Region labeling items
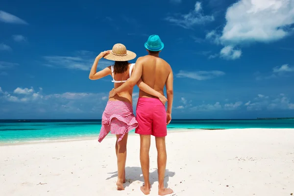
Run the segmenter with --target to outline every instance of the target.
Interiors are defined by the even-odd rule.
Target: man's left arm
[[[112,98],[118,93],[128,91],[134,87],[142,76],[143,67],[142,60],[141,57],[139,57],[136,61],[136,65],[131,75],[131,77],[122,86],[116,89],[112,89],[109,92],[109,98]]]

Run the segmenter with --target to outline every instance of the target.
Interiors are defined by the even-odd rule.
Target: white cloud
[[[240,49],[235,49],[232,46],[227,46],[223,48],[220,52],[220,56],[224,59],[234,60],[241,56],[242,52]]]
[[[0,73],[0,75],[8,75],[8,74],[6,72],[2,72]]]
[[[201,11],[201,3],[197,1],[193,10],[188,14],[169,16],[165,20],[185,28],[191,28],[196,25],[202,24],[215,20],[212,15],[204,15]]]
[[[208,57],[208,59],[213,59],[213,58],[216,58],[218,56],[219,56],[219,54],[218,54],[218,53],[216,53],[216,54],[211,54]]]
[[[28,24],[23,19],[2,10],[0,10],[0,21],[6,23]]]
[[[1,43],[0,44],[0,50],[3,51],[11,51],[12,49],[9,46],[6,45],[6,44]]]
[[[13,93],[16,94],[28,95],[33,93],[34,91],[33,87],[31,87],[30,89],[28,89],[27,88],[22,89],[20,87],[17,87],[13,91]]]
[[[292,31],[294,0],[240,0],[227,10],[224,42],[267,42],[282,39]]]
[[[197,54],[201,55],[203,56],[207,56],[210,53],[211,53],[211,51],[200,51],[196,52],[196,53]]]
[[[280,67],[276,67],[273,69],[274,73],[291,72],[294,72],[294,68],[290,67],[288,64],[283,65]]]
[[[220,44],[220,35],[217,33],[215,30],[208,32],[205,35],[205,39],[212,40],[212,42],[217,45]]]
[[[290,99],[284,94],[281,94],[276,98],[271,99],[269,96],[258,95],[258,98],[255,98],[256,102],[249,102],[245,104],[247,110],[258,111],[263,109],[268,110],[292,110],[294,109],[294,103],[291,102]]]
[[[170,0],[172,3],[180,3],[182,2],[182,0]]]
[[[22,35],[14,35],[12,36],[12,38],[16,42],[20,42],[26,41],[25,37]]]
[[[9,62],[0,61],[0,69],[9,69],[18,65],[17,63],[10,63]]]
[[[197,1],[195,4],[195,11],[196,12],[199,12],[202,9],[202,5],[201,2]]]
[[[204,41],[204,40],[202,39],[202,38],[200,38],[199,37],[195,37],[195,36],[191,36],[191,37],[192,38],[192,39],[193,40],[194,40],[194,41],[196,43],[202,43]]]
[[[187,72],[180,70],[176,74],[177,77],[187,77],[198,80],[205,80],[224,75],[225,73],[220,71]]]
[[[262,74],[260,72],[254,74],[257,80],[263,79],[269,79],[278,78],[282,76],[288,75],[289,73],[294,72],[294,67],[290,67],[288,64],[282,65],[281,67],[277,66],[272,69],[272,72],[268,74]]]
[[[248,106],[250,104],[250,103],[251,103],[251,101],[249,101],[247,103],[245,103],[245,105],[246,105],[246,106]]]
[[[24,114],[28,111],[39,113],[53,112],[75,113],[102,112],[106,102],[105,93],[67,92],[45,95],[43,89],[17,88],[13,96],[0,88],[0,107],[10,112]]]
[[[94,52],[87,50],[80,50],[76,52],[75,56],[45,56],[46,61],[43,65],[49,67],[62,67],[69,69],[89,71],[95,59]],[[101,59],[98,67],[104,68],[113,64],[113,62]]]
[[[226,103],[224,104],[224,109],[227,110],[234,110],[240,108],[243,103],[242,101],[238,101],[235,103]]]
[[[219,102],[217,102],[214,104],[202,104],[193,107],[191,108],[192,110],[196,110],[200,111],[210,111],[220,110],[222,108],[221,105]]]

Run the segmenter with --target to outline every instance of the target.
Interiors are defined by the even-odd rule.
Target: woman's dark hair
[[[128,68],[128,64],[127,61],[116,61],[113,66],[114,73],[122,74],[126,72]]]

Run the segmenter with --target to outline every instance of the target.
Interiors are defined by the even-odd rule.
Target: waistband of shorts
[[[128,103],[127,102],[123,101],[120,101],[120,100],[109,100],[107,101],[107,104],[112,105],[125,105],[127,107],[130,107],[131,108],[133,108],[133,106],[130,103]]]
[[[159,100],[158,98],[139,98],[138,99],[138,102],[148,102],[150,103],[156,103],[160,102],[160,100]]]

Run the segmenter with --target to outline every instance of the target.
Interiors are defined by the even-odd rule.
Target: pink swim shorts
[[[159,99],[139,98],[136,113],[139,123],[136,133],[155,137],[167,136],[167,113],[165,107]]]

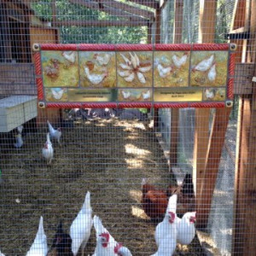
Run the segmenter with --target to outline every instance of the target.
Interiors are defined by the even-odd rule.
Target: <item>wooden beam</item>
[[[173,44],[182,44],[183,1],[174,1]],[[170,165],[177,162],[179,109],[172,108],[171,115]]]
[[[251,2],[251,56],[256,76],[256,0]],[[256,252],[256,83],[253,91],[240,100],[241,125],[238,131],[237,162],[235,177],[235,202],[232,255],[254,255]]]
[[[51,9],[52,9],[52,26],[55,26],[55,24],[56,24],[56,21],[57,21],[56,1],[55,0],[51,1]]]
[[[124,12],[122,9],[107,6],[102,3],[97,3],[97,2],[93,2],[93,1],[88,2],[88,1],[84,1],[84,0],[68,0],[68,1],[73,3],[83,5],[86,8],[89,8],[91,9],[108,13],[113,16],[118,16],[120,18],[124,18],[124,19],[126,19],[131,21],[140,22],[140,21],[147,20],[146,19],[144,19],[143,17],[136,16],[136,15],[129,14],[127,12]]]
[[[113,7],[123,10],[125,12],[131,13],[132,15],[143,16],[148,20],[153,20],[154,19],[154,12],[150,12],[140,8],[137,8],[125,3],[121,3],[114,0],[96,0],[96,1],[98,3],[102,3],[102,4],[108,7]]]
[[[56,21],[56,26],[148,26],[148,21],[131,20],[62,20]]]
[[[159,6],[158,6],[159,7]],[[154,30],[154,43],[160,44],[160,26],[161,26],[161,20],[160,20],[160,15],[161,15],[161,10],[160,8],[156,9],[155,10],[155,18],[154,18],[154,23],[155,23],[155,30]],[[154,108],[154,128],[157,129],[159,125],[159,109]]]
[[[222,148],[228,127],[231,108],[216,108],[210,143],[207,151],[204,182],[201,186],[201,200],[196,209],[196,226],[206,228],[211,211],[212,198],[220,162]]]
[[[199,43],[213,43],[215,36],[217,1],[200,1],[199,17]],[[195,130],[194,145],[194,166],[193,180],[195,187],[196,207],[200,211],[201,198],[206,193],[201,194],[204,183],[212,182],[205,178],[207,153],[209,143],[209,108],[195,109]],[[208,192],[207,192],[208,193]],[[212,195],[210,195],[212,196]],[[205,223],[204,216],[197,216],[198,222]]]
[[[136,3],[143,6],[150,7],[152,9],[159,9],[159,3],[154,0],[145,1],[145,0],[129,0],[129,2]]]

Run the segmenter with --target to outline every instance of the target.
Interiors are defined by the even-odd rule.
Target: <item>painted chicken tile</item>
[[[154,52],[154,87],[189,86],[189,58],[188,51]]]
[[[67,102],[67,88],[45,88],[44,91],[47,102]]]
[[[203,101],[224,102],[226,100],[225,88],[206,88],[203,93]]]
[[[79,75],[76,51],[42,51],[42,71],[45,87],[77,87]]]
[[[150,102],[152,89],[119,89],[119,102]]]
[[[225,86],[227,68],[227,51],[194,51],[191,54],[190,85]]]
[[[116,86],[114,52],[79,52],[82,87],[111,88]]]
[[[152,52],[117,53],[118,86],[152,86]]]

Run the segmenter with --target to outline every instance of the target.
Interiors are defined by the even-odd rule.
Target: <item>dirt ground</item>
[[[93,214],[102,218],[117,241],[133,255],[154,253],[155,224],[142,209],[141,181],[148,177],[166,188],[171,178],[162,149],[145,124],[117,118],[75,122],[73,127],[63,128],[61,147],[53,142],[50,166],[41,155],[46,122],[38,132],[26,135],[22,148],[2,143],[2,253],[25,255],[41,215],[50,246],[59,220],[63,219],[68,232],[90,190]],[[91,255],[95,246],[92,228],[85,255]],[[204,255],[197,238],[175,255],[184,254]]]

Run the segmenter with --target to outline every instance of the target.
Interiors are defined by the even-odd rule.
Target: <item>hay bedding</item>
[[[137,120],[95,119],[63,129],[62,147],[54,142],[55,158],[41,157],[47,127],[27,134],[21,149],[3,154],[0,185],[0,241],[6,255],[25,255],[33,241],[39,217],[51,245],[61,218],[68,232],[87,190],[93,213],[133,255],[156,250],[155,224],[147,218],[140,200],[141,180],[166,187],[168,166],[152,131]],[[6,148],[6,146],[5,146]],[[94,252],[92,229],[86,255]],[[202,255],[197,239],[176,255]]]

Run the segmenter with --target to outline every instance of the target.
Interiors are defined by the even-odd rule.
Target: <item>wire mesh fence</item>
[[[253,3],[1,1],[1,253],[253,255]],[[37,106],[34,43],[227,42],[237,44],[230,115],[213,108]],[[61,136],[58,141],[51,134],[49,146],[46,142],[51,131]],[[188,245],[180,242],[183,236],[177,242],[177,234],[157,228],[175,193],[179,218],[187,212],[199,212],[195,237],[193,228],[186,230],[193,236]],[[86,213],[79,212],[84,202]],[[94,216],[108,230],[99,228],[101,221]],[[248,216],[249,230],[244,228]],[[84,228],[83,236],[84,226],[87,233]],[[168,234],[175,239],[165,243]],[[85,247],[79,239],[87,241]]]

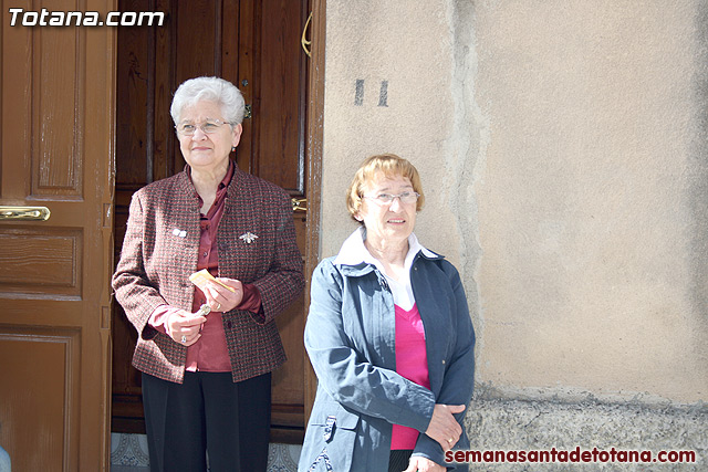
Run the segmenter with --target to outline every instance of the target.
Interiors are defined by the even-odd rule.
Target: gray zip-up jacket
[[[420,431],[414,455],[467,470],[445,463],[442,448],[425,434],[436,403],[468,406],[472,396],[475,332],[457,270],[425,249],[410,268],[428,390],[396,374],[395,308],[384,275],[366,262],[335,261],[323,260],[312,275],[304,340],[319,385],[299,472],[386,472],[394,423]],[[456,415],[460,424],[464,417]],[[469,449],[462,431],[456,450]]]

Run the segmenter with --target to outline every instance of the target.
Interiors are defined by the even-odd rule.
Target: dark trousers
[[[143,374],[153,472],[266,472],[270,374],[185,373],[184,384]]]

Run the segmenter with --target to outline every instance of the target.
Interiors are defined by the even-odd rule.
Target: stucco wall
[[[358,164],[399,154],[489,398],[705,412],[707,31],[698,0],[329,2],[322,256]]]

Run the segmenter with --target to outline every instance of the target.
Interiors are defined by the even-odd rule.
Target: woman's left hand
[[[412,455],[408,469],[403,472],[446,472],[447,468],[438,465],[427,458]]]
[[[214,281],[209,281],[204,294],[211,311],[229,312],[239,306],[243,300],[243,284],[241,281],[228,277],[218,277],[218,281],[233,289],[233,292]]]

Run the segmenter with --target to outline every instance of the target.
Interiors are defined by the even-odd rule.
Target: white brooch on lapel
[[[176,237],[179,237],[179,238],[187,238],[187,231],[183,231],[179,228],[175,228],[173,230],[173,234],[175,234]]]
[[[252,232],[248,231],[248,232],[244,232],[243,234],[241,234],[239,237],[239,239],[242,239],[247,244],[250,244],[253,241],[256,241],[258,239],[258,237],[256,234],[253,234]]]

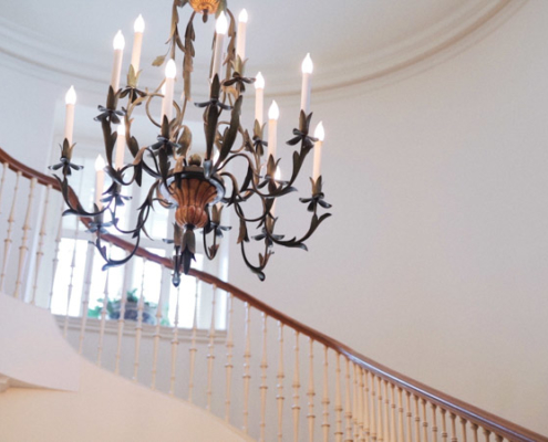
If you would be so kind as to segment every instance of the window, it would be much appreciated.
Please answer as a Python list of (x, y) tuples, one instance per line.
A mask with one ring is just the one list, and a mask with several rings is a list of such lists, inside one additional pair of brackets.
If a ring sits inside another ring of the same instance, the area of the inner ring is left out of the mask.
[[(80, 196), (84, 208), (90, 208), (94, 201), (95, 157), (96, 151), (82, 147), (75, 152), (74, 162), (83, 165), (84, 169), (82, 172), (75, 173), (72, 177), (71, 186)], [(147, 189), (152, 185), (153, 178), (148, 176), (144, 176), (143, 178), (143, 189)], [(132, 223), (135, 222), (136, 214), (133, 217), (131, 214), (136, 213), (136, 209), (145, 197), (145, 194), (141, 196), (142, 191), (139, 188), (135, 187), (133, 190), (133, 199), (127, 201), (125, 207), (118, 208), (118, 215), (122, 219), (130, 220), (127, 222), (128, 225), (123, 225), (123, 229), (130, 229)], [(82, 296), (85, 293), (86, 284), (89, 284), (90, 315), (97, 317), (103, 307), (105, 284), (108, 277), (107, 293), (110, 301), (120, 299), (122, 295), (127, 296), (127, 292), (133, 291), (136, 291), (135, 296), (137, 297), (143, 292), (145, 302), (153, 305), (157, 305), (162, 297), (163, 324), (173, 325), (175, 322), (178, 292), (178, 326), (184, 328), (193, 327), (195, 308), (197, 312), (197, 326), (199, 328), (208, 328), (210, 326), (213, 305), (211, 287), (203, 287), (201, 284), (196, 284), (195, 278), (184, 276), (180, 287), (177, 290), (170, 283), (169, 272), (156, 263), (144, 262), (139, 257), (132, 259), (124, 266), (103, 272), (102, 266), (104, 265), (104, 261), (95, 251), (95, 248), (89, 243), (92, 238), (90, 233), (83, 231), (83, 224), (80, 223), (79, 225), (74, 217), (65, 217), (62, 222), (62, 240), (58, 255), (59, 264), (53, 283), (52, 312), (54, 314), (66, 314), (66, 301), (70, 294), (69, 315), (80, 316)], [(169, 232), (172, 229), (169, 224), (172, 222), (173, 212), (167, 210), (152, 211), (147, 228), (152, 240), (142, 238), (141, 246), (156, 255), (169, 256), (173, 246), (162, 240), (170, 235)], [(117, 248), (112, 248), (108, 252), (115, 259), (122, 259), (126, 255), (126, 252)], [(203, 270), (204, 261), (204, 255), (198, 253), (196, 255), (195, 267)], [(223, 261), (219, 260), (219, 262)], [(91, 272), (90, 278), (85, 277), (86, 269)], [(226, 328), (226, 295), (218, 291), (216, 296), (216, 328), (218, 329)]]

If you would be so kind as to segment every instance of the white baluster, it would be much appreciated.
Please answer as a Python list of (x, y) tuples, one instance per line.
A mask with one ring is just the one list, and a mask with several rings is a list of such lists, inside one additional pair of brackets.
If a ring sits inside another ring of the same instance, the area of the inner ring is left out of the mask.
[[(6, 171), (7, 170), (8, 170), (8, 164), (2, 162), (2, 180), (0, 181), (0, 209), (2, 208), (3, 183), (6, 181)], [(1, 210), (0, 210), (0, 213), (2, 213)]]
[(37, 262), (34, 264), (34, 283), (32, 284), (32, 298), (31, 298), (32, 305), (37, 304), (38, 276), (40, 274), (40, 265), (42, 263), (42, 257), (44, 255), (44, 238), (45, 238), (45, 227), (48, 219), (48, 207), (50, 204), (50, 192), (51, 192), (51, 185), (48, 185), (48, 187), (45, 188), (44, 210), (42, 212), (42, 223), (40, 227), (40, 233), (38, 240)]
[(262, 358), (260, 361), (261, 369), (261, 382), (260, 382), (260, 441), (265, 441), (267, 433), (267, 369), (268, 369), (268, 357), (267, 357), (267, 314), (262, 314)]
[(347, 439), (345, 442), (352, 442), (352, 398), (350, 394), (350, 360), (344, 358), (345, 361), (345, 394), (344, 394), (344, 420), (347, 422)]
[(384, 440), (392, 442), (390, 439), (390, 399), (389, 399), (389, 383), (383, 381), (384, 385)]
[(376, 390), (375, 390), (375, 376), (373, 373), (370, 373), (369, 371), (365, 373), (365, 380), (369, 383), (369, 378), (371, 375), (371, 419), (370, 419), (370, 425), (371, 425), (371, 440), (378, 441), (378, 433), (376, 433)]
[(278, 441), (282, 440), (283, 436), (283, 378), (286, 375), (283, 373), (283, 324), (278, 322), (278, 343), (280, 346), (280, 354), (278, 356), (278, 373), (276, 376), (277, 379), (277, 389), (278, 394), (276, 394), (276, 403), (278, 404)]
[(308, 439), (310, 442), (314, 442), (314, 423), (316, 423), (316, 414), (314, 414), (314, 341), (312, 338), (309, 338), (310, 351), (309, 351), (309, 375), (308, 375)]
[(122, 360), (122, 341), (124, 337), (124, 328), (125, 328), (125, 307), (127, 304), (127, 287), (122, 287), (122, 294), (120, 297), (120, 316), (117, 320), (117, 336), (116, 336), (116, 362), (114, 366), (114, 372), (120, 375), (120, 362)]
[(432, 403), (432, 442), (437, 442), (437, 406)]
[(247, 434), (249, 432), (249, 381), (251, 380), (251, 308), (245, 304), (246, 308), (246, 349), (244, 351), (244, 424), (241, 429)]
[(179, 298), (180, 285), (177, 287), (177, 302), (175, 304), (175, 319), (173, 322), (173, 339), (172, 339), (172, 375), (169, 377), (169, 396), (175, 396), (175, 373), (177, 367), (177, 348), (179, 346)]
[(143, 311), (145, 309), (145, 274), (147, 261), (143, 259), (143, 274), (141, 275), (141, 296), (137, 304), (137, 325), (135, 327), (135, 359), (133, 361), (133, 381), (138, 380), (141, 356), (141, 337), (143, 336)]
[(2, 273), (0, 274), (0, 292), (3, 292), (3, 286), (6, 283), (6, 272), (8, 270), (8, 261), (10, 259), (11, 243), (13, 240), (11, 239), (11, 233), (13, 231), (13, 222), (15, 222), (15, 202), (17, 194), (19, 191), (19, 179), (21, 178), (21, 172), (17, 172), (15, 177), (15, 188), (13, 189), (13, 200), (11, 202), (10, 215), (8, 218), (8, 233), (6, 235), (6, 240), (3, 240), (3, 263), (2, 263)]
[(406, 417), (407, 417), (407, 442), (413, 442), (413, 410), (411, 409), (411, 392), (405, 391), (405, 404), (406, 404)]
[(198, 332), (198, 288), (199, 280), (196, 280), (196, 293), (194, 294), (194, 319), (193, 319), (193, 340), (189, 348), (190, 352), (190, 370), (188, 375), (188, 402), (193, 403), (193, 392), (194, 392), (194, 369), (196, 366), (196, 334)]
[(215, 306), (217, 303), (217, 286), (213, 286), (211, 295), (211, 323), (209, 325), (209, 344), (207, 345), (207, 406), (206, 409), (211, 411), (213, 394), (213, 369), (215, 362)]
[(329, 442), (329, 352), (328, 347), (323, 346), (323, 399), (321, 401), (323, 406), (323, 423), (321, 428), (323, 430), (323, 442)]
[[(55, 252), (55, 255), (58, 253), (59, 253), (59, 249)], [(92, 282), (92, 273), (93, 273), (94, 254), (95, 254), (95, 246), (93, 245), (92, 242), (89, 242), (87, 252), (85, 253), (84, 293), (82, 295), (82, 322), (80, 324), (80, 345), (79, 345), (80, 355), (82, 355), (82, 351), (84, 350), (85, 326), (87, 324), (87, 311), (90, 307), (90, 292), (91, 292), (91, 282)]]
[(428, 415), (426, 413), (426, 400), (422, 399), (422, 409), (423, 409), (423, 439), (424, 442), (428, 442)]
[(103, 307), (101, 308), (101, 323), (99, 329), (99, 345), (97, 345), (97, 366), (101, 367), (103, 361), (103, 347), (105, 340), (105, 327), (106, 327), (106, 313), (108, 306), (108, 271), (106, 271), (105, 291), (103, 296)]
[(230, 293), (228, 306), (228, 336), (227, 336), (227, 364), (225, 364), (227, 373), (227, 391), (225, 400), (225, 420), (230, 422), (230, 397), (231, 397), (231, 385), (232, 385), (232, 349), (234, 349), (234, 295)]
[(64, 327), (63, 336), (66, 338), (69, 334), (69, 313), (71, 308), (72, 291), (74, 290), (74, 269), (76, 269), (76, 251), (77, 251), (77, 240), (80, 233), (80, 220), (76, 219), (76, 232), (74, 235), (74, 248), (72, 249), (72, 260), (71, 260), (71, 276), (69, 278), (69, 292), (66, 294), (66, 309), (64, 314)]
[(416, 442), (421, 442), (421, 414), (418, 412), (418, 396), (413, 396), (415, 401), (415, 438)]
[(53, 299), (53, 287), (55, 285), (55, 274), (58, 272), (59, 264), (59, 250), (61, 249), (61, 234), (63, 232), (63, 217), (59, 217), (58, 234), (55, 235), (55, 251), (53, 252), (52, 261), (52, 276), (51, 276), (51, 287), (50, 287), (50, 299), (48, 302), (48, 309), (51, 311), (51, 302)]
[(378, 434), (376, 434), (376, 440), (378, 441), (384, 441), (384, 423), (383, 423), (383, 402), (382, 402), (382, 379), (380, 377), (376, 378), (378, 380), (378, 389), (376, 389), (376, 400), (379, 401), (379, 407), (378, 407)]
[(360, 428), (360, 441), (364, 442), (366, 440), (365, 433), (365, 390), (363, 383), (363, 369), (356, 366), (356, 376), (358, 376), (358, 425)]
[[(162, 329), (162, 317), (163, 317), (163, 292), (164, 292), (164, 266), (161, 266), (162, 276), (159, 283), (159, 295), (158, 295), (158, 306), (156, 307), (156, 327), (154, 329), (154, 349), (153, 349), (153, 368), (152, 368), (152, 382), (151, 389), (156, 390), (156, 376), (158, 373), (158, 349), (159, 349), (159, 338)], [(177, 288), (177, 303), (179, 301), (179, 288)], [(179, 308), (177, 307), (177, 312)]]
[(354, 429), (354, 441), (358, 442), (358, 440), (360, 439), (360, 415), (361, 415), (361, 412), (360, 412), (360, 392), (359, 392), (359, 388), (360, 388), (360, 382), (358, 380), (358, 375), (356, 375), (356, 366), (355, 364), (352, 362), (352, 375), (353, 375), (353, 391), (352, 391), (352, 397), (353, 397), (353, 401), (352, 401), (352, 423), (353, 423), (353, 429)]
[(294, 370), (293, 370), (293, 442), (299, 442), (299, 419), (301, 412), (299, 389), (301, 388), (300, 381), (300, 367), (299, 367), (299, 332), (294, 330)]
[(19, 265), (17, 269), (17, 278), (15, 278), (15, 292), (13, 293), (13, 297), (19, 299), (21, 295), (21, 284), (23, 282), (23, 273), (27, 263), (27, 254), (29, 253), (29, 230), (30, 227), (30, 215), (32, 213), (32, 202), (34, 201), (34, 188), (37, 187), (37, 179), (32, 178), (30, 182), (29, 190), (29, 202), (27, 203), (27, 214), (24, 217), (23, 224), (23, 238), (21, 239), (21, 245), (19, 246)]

:: Task instructions ::
Extract from the rows above every line that contains the word "woman", and reproduce each line in full.

:: The response ::
Target: woman's dark hair
Target: woman's left hand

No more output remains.